>> start Supplied records
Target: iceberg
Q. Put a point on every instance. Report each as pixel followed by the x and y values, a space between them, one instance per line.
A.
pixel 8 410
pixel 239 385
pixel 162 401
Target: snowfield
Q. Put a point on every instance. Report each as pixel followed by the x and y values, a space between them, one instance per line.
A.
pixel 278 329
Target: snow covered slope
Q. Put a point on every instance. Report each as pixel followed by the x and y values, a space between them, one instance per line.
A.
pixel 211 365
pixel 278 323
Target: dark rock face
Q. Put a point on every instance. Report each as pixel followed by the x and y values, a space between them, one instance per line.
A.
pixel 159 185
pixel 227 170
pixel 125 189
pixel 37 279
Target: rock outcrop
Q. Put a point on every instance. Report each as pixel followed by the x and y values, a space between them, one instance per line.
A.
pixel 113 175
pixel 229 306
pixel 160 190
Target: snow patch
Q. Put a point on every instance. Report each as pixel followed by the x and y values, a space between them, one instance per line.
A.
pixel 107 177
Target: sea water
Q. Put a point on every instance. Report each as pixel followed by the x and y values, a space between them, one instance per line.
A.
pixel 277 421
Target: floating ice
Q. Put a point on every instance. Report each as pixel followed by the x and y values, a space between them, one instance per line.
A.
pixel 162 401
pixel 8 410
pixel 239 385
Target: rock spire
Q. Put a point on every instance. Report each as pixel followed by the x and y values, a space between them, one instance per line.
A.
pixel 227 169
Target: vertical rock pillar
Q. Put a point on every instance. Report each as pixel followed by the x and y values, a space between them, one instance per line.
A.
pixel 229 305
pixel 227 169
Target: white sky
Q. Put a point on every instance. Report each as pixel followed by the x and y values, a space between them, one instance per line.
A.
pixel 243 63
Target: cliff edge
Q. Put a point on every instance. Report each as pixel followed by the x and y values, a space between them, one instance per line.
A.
>> end Supplied records
>> start Supplied records
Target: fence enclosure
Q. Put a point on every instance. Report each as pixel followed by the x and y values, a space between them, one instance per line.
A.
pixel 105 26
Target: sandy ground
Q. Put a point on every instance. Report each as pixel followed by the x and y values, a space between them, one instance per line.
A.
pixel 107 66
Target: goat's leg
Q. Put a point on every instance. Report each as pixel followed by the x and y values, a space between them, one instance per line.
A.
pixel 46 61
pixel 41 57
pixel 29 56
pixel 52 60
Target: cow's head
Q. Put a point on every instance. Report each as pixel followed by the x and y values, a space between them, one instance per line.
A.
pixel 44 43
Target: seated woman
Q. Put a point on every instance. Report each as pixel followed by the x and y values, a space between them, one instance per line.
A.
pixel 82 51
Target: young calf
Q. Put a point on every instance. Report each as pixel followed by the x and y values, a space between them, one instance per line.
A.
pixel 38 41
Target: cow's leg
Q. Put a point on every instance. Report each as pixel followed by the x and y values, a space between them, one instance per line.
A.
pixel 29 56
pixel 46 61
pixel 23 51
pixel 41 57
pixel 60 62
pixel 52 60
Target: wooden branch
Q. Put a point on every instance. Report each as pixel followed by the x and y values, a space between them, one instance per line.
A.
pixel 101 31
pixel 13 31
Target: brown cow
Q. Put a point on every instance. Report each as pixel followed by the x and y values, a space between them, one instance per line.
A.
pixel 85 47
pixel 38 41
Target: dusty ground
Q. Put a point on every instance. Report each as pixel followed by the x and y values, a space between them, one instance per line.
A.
>> end Supplied records
>> start Supplied records
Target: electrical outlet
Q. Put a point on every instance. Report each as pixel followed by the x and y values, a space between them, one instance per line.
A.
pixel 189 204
>> end Supplied records
- **What to produce**: Return each line from the rows above that contains the string "rock", in the order the lines appear.

- **Worked solution**:
Target: dark rock face
Target: rock outcrop
Target: rock spire
Target: vertical rock pillar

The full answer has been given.